* BEGIN *

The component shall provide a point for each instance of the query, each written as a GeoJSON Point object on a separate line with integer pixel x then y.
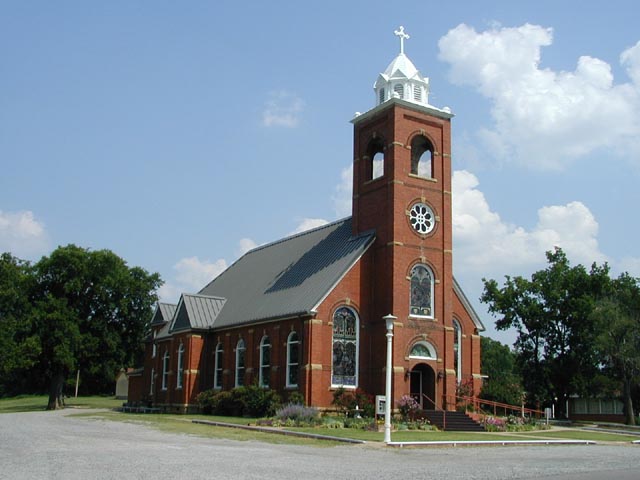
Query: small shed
{"type": "Point", "coordinates": [122, 385]}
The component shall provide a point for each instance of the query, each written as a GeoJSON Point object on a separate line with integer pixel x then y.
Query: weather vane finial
{"type": "Point", "coordinates": [403, 36]}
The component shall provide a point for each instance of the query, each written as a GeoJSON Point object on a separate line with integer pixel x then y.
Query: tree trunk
{"type": "Point", "coordinates": [629, 417]}
{"type": "Point", "coordinates": [55, 392]}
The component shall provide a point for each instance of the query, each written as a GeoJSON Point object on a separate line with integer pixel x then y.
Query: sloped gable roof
{"type": "Point", "coordinates": [196, 312]}
{"type": "Point", "coordinates": [467, 305]}
{"type": "Point", "coordinates": [164, 313]}
{"type": "Point", "coordinates": [288, 277]}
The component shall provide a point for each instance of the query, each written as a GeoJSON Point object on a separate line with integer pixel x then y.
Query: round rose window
{"type": "Point", "coordinates": [422, 218]}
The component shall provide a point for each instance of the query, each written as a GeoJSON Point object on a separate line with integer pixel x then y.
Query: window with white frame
{"type": "Point", "coordinates": [457, 349]}
{"type": "Point", "coordinates": [293, 351]}
{"type": "Point", "coordinates": [180, 369]}
{"type": "Point", "coordinates": [264, 378]}
{"type": "Point", "coordinates": [423, 351]}
{"type": "Point", "coordinates": [421, 291]}
{"type": "Point", "coordinates": [217, 380]}
{"type": "Point", "coordinates": [344, 368]}
{"type": "Point", "coordinates": [240, 359]}
{"type": "Point", "coordinates": [422, 157]}
{"type": "Point", "coordinates": [165, 370]}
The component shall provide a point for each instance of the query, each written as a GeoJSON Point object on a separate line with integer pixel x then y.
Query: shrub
{"type": "Point", "coordinates": [407, 406]}
{"type": "Point", "coordinates": [298, 414]}
{"type": "Point", "coordinates": [295, 397]}
{"type": "Point", "coordinates": [493, 424]}
{"type": "Point", "coordinates": [259, 402]}
{"type": "Point", "coordinates": [348, 400]}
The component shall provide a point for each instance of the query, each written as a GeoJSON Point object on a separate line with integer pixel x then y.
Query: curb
{"type": "Point", "coordinates": [454, 443]}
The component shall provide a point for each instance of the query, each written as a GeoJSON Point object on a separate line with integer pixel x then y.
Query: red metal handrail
{"type": "Point", "coordinates": [478, 403]}
{"type": "Point", "coordinates": [436, 408]}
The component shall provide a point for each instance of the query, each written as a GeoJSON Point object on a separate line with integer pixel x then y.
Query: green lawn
{"type": "Point", "coordinates": [183, 424]}
{"type": "Point", "coordinates": [34, 403]}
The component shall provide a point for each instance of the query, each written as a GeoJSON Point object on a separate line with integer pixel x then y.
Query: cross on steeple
{"type": "Point", "coordinates": [403, 36]}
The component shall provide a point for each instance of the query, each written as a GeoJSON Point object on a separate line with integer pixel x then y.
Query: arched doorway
{"type": "Point", "coordinates": [423, 386]}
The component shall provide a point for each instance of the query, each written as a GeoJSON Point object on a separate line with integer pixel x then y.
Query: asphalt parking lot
{"type": "Point", "coordinates": [57, 445]}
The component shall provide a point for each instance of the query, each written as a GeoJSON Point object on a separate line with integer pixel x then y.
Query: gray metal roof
{"type": "Point", "coordinates": [288, 277]}
{"type": "Point", "coordinates": [467, 304]}
{"type": "Point", "coordinates": [163, 313]}
{"type": "Point", "coordinates": [196, 312]}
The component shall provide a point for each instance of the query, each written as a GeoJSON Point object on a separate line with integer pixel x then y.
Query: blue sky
{"type": "Point", "coordinates": [181, 134]}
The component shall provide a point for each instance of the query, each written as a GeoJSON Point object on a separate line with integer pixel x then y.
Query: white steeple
{"type": "Point", "coordinates": [402, 79]}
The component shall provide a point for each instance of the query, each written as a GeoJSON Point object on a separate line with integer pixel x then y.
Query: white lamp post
{"type": "Point", "coordinates": [389, 319]}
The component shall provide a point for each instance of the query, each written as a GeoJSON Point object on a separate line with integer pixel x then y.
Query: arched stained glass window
{"type": "Point", "coordinates": [240, 351]}
{"type": "Point", "coordinates": [165, 370]}
{"type": "Point", "coordinates": [421, 291]}
{"type": "Point", "coordinates": [217, 380]}
{"type": "Point", "coordinates": [345, 348]}
{"type": "Point", "coordinates": [180, 366]}
{"type": "Point", "coordinates": [457, 349]}
{"type": "Point", "coordinates": [293, 349]}
{"type": "Point", "coordinates": [265, 362]}
{"type": "Point", "coordinates": [377, 166]}
{"type": "Point", "coordinates": [375, 163]}
{"type": "Point", "coordinates": [423, 350]}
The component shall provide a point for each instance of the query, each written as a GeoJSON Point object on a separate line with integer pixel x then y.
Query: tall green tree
{"type": "Point", "coordinates": [618, 340]}
{"type": "Point", "coordinates": [19, 347]}
{"type": "Point", "coordinates": [551, 313]}
{"type": "Point", "coordinates": [503, 382]}
{"type": "Point", "coordinates": [92, 315]}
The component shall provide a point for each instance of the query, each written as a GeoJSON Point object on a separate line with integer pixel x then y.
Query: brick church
{"type": "Point", "coordinates": [305, 313]}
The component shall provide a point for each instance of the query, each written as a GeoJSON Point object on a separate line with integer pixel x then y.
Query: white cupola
{"type": "Point", "coordinates": [402, 79]}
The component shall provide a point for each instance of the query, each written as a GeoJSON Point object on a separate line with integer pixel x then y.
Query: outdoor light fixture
{"type": "Point", "coordinates": [389, 319]}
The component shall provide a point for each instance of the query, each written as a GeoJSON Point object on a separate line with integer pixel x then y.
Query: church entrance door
{"type": "Point", "coordinates": [423, 386]}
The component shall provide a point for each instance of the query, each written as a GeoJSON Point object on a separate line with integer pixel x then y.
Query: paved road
{"type": "Point", "coordinates": [54, 445]}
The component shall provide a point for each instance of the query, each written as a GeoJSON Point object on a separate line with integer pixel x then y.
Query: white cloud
{"type": "Point", "coordinates": [282, 109]}
{"type": "Point", "coordinates": [630, 265]}
{"type": "Point", "coordinates": [308, 224]}
{"type": "Point", "coordinates": [544, 118]}
{"type": "Point", "coordinates": [342, 196]}
{"type": "Point", "coordinates": [196, 273]}
{"type": "Point", "coordinates": [22, 235]}
{"type": "Point", "coordinates": [192, 274]}
{"type": "Point", "coordinates": [487, 245]}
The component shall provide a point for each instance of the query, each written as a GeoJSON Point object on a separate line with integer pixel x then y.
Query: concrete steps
{"type": "Point", "coordinates": [452, 421]}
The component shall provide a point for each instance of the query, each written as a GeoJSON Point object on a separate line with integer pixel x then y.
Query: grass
{"type": "Point", "coordinates": [35, 403]}
{"type": "Point", "coordinates": [181, 424]}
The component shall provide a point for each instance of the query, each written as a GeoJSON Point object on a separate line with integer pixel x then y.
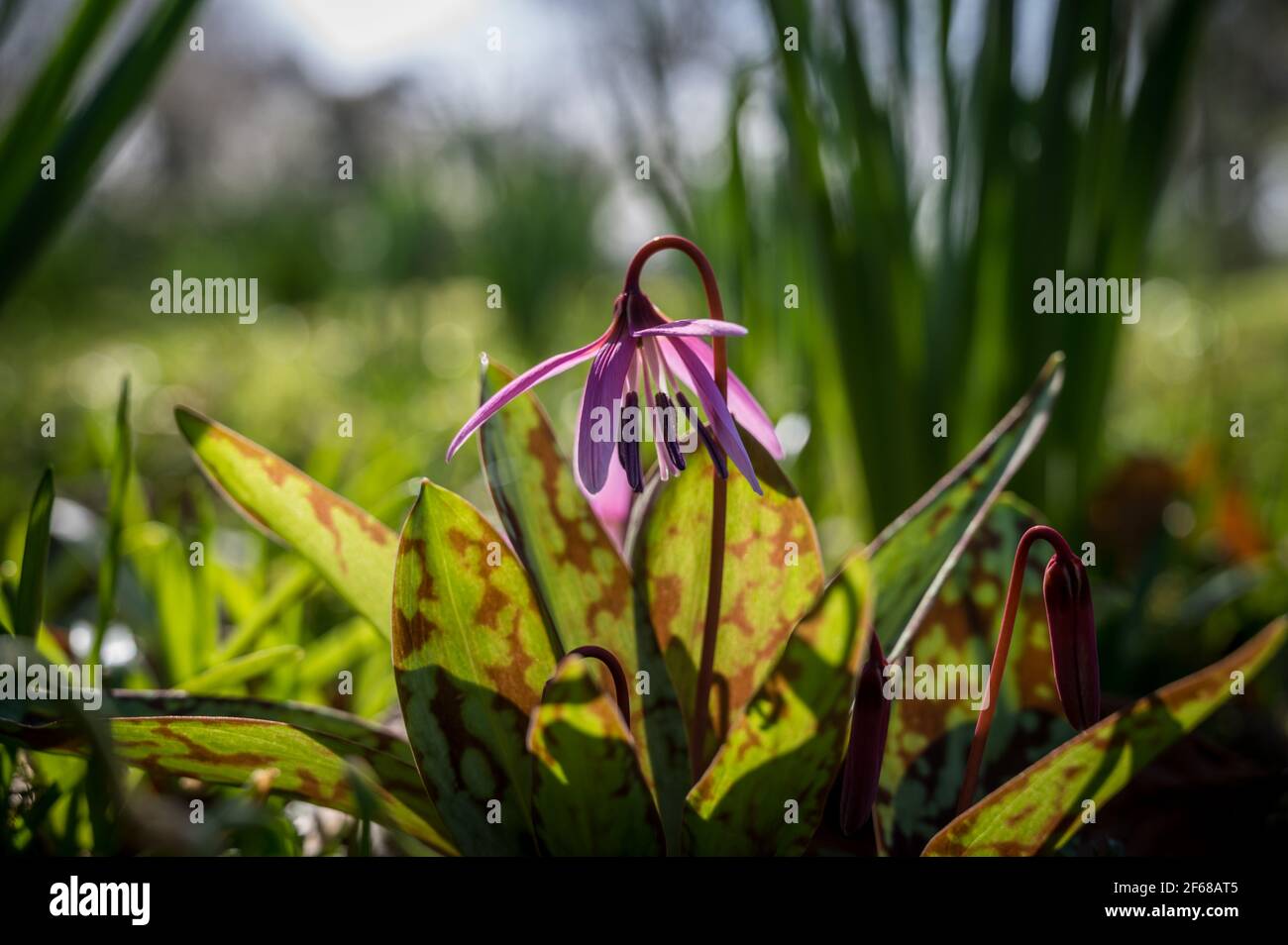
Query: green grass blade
{"type": "Point", "coordinates": [235, 674]}
{"type": "Point", "coordinates": [84, 140]}
{"type": "Point", "coordinates": [34, 125]}
{"type": "Point", "coordinates": [123, 460]}
{"type": "Point", "coordinates": [29, 610]}
{"type": "Point", "coordinates": [1039, 810]}
{"type": "Point", "coordinates": [912, 558]}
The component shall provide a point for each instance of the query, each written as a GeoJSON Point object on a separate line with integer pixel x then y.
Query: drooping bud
{"type": "Point", "coordinates": [868, 726]}
{"type": "Point", "coordinates": [1067, 593]}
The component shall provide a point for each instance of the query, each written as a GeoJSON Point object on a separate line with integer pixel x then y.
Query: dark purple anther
{"type": "Point", "coordinates": [707, 439]}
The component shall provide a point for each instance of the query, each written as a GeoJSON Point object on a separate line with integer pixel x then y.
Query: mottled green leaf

* END *

→ **EXERCISE AIM**
Count the lines in the material above that contain the string "white", treating uppercase and lowercase as different. Give only the number.

→ **ANSWER TO THIS TASK**
5